> [EXERCISE REQUIREMENTS]
1. In the pull request comment, what does the reply say that leaving `resourceVersion` unset requires before a result can be served?
2. Reproduce the passage of the pull request comment that begins with the words containing "This is a valid" and ends with "the same result.".

-- begin ARTICLE --

Nataneljpwd commented on PR #61110:
URL: https://github.com/apache/airflow/pull/61110#issuecomment-3833405080

   Hello, thank you for the comment!
   
   > @Nataneljpwd
   > 
   > I still have two blocking concerns here:
   > 
   > 1. I don’t think the quorum-read argument holds. Not setting 
`resourceVersion` may require a quorum read , but that only guarantees 
freshness of what the API server returns. It doesn’t mean we’re reading 
directly from etcd, and more importantly it doesn’t enforce any stronger 
invariants (like uniqueness or lifecycle ordering).
   
   This is a valid concern, though from reading the k8s api documentation, not 
setting a `resourceVersion` 
[_requires_](https://kubernetes.io/docs/reference/using-api/api-concepts/#:~:text=Unless%20you%20have,to%20be%20served.)
 a quorum read to be served, it does mean that the API server validates with 
etcd before returning a result, and so it seems to achieve the same result.
   About the invarients, I understand the concern, I have explained in the code 
in a comment why we do not care about the ordering, and why we won't get more 
than 1 result.

-- end ARTICLE --
-- begin DATA --

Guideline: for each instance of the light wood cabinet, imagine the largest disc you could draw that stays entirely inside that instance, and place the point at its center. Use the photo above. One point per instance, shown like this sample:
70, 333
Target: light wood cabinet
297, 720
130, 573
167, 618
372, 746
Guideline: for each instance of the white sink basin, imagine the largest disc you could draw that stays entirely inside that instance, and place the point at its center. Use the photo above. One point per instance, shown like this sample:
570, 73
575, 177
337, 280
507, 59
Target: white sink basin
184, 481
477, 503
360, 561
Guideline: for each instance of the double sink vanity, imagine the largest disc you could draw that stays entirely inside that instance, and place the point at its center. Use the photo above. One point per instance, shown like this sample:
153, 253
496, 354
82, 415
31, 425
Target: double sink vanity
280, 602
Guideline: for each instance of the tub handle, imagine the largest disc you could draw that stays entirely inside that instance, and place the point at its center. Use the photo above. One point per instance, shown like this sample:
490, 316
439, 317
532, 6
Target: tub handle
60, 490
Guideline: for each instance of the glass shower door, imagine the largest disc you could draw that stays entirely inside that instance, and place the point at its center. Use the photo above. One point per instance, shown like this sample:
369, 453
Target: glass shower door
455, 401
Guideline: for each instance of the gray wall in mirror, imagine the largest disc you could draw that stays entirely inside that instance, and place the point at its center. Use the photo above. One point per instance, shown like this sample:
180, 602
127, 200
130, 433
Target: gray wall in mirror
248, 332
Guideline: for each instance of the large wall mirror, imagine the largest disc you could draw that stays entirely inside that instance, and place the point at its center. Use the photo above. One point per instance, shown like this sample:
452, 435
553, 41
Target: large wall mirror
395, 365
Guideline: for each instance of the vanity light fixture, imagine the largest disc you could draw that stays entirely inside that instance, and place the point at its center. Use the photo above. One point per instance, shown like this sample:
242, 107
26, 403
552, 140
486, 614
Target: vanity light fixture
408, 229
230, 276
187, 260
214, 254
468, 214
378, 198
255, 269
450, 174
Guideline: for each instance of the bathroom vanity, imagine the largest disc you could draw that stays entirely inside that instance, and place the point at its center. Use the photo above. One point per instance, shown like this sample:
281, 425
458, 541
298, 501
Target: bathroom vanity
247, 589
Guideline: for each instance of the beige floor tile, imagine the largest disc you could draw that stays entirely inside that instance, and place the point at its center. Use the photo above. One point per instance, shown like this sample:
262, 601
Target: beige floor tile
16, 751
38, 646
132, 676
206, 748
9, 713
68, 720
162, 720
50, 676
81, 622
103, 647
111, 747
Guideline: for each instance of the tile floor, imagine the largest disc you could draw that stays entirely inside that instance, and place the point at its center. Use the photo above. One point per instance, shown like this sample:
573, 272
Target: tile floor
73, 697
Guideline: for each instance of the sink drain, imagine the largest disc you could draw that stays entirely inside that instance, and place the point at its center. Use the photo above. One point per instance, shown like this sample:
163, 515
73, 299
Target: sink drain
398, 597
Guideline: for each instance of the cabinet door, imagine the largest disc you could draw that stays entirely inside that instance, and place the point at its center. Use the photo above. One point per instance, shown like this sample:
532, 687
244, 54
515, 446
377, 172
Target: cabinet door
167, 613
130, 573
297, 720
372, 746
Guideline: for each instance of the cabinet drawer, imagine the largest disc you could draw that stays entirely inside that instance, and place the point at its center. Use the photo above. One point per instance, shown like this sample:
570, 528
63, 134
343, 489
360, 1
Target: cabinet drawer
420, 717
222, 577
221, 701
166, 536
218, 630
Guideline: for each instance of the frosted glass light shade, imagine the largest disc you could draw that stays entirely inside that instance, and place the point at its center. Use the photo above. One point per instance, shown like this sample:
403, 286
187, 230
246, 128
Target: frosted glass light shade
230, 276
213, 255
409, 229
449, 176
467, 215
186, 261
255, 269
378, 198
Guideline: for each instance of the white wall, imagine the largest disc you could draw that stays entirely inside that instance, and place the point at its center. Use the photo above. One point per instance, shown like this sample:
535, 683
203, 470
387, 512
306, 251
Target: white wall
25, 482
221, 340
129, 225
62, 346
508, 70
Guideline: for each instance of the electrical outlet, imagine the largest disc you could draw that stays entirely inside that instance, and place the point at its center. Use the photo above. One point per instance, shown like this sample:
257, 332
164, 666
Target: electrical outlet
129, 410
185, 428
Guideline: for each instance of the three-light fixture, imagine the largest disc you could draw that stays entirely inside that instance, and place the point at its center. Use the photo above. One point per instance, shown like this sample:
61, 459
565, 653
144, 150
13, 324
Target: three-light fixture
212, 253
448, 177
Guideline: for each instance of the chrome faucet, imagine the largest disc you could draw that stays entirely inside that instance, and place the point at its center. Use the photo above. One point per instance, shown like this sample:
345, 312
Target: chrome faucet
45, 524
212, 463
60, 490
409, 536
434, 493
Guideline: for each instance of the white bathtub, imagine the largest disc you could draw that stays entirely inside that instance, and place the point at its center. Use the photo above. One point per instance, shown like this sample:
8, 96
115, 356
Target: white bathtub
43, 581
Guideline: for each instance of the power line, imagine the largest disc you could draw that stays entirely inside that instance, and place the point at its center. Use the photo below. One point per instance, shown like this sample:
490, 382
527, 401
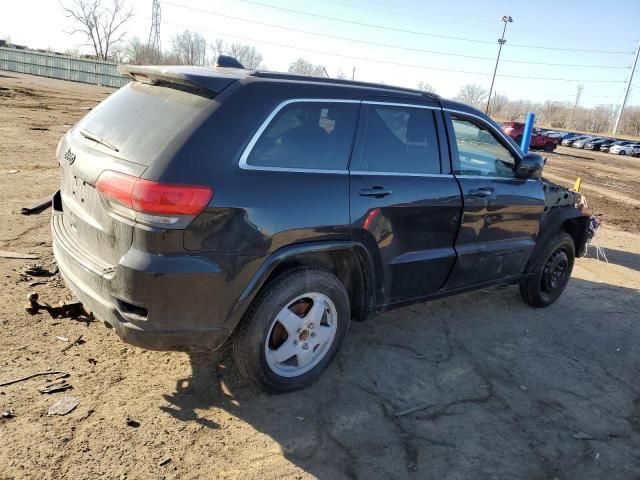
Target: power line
414, 32
386, 45
386, 62
456, 22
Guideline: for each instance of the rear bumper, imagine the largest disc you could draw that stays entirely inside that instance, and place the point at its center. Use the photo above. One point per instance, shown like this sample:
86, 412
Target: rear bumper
157, 302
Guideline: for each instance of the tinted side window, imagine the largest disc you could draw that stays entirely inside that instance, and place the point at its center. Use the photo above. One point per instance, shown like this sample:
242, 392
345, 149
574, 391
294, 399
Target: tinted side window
315, 135
480, 153
400, 139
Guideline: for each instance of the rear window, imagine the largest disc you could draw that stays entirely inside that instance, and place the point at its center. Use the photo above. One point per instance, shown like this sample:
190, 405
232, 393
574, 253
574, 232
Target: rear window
141, 120
307, 135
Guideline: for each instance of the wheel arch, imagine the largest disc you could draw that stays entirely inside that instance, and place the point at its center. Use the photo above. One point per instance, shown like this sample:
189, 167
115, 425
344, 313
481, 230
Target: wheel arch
558, 219
348, 260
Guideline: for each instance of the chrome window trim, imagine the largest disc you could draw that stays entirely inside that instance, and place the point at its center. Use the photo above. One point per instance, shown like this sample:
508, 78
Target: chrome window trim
489, 126
256, 136
396, 104
483, 177
400, 174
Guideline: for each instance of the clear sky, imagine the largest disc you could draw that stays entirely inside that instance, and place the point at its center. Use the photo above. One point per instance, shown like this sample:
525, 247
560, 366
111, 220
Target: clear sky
588, 42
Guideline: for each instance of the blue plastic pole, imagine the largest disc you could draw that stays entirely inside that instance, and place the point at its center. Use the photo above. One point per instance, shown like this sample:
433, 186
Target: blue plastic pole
528, 129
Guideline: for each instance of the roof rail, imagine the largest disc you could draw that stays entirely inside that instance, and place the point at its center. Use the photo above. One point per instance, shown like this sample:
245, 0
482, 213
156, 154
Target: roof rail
336, 81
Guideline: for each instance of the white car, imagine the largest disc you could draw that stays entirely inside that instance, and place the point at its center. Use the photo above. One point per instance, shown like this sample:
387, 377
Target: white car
624, 149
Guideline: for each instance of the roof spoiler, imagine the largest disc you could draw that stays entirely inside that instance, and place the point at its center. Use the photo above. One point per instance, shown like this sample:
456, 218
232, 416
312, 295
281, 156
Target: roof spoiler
227, 61
196, 79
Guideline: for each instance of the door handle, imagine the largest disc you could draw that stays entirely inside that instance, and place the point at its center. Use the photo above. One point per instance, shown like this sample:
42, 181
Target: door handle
377, 192
481, 192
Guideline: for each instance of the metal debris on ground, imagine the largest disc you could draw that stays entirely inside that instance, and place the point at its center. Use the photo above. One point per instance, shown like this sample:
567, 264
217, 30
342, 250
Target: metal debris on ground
33, 375
37, 206
18, 255
8, 413
131, 422
57, 310
77, 341
37, 270
59, 386
407, 411
63, 406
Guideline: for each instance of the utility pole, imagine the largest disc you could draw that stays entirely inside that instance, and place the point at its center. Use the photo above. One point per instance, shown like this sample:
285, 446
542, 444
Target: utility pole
626, 92
154, 33
575, 105
506, 19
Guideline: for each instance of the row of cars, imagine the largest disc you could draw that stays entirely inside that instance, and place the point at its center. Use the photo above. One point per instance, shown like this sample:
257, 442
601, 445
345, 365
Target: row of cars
547, 140
591, 142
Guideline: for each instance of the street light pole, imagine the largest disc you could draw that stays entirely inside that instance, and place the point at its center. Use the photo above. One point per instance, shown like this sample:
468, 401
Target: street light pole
506, 19
626, 93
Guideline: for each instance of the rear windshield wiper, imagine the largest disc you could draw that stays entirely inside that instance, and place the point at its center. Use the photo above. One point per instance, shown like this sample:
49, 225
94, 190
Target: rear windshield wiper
99, 140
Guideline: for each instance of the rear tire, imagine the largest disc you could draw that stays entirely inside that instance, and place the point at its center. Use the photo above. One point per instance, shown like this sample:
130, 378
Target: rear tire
293, 330
551, 275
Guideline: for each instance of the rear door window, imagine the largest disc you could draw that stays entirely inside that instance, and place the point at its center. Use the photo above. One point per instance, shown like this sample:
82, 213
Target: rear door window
479, 151
400, 139
307, 135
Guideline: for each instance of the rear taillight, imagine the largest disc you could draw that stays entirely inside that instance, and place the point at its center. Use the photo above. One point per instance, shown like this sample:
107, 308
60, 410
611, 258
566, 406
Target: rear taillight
164, 200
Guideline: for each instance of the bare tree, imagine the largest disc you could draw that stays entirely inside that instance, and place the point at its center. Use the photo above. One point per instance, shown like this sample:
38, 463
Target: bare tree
140, 53
304, 67
248, 56
498, 104
189, 48
472, 94
426, 87
102, 26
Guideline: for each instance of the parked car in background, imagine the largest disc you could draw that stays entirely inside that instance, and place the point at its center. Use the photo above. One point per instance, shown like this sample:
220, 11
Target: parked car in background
598, 144
166, 225
581, 143
623, 149
539, 139
567, 142
607, 148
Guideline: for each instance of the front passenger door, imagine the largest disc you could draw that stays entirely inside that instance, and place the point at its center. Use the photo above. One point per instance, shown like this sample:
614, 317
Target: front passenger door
502, 213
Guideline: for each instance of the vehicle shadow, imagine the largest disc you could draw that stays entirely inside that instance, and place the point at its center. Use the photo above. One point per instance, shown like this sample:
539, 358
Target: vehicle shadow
474, 386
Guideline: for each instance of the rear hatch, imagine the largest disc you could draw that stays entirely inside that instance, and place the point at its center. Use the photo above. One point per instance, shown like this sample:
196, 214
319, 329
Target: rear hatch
142, 123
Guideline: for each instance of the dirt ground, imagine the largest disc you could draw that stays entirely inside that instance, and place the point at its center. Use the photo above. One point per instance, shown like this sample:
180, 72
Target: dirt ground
508, 391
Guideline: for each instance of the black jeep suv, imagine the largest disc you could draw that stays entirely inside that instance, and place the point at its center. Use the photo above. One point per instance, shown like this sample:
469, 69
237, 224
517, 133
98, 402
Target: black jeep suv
199, 204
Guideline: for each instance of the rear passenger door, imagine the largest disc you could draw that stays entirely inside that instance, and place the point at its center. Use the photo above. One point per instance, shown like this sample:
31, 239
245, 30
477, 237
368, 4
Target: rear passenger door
502, 213
405, 203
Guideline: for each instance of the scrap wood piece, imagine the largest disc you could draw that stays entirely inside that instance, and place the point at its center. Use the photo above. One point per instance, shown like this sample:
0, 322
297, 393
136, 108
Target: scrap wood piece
33, 375
63, 406
59, 386
72, 343
18, 255
9, 413
38, 206
416, 408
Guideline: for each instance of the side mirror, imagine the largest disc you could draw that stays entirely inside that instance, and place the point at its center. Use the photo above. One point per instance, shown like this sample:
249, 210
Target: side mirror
530, 166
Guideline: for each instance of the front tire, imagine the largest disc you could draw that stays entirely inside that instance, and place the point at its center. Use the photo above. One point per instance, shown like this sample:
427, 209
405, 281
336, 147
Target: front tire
550, 276
293, 330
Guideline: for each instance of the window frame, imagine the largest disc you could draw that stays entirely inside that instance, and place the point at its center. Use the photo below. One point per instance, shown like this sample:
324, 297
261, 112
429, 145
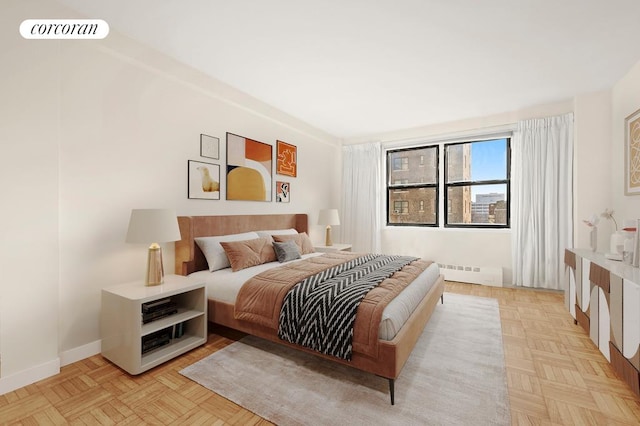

-- end DATA --

> [THE RESPONSES]
1. A quorum read.

2.
This is a valid concern, though from reading the k8s api documentation, not 
setting a `resourceVersion` 
[_requires_](https://kubernetes.io/docs/reference/using-api/api-concepts/#:~:text=Unless%20you%20have,to%20be%20served.)
 a quorum read to be served, it does mean that the API server validates with 
etcd before returning a result, and so it seems to achieve the same result.